- [Your instructions]: Return each line of the rows below that contains the string "metal", copied in full, treating uppercase and lowercase letters as distinct.

- [Data]:
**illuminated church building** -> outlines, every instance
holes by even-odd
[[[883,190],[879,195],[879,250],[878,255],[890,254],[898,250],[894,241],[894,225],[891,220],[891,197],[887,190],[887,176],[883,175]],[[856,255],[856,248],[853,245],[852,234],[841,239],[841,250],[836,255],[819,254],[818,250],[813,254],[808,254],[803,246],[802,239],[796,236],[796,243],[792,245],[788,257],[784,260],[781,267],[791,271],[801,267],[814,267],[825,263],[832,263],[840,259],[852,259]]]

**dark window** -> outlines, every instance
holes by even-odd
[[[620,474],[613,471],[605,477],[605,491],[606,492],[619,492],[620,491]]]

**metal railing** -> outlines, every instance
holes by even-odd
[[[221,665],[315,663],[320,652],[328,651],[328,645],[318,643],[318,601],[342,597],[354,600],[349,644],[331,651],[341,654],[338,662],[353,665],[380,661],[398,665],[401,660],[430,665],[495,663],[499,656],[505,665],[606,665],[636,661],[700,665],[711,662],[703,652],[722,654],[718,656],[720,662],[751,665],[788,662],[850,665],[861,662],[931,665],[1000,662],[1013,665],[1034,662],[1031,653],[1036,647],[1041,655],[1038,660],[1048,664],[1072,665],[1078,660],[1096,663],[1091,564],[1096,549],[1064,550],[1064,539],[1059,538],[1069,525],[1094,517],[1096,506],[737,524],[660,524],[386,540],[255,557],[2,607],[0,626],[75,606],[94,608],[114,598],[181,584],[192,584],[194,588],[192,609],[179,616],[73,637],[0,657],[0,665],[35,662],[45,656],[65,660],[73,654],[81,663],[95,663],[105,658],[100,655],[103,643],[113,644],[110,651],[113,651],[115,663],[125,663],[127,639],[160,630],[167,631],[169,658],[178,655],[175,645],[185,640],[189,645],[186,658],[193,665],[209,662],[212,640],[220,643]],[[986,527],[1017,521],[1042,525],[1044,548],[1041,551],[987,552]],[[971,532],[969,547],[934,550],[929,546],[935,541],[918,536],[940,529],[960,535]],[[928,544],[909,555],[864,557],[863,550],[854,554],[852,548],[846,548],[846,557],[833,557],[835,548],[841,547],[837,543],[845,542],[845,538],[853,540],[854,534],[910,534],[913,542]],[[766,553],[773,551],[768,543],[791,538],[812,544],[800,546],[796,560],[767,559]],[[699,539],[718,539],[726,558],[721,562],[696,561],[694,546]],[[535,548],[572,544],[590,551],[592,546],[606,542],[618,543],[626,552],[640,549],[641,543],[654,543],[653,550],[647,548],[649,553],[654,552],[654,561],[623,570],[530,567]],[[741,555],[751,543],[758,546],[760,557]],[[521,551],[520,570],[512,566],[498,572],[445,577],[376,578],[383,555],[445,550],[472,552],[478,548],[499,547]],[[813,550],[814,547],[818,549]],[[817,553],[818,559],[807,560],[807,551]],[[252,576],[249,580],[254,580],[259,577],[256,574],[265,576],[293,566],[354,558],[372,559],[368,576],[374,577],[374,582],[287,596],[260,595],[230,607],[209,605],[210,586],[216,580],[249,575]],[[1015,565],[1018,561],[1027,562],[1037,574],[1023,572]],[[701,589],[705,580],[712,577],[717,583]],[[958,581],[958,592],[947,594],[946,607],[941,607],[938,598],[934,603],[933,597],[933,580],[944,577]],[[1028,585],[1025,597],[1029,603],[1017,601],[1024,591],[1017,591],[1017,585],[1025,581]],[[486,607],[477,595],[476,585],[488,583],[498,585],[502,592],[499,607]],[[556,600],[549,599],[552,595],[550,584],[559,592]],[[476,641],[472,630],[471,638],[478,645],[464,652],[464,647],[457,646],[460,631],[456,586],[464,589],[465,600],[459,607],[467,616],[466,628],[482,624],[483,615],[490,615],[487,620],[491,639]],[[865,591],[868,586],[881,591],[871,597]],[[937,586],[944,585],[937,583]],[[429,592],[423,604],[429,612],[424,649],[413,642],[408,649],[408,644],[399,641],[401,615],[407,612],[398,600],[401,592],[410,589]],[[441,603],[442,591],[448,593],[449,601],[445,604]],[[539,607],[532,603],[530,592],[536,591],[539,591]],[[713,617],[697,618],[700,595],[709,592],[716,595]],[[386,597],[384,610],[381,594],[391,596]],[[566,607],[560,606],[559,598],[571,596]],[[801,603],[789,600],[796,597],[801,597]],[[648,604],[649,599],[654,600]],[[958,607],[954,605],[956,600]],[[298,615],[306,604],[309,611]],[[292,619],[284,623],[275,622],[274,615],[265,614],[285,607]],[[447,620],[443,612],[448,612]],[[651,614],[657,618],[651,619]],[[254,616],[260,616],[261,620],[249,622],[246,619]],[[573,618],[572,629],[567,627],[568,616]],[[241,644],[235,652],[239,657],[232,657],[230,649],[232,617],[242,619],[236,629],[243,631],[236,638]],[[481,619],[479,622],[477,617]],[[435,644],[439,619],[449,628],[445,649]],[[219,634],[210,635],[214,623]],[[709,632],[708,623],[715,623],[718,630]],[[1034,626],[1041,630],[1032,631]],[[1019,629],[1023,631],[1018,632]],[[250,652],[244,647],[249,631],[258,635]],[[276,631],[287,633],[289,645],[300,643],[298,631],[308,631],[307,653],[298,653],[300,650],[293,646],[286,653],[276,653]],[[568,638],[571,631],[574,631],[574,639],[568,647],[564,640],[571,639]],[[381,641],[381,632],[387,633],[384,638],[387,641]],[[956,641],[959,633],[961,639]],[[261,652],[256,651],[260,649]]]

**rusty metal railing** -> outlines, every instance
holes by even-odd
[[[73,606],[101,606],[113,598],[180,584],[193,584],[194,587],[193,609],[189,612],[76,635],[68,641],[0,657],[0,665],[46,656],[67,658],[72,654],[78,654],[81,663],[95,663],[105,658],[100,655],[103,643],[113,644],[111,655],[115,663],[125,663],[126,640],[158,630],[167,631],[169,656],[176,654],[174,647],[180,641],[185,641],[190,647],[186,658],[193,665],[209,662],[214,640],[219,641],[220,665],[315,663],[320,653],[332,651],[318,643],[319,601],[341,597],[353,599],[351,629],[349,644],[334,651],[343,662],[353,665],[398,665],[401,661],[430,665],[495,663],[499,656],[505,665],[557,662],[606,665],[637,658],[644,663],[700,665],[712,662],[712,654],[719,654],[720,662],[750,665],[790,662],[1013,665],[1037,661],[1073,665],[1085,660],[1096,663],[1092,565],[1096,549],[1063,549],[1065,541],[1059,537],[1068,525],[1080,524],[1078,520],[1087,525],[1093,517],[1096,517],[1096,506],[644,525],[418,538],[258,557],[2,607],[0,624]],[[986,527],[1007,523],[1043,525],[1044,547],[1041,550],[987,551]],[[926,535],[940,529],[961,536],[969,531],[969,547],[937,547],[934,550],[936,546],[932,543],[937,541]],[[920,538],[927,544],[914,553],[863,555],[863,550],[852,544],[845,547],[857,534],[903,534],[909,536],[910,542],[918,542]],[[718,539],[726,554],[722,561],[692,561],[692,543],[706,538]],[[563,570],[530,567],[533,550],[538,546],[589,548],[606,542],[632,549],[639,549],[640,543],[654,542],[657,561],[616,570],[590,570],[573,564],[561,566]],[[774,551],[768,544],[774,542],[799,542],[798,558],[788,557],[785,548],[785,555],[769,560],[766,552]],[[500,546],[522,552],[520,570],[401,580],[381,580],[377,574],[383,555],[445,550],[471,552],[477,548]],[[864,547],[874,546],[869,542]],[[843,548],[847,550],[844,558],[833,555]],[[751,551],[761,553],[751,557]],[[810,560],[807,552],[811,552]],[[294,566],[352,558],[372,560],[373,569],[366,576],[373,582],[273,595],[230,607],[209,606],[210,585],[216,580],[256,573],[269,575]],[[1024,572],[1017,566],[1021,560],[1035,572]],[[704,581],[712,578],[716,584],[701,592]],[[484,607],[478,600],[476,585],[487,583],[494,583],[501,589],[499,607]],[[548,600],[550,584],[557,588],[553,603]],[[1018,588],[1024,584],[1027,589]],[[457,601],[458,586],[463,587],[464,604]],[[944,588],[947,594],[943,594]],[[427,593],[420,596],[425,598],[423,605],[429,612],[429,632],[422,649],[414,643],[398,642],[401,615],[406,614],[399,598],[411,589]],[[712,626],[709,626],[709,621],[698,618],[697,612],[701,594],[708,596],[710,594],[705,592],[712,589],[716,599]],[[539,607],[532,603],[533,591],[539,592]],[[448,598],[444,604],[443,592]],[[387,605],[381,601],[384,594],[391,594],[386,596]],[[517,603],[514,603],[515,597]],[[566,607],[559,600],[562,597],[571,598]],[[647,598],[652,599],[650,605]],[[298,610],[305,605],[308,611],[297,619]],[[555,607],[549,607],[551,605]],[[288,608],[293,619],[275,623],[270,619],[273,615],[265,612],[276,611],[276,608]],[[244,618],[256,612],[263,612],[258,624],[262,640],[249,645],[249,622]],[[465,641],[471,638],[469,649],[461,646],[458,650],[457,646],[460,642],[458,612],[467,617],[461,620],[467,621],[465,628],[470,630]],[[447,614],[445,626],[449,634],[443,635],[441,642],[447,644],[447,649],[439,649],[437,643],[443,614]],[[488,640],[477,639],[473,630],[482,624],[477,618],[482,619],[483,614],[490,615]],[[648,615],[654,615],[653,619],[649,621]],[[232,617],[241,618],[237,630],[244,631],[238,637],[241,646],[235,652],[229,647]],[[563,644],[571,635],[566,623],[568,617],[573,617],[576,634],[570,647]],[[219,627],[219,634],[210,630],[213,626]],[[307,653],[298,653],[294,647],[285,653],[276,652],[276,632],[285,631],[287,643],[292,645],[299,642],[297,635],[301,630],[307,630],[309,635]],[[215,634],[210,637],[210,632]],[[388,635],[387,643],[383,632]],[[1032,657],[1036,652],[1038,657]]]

- [Correct output]:
**metal railing** -> outlines, every instance
**rusty metal railing** -> outlines, every instance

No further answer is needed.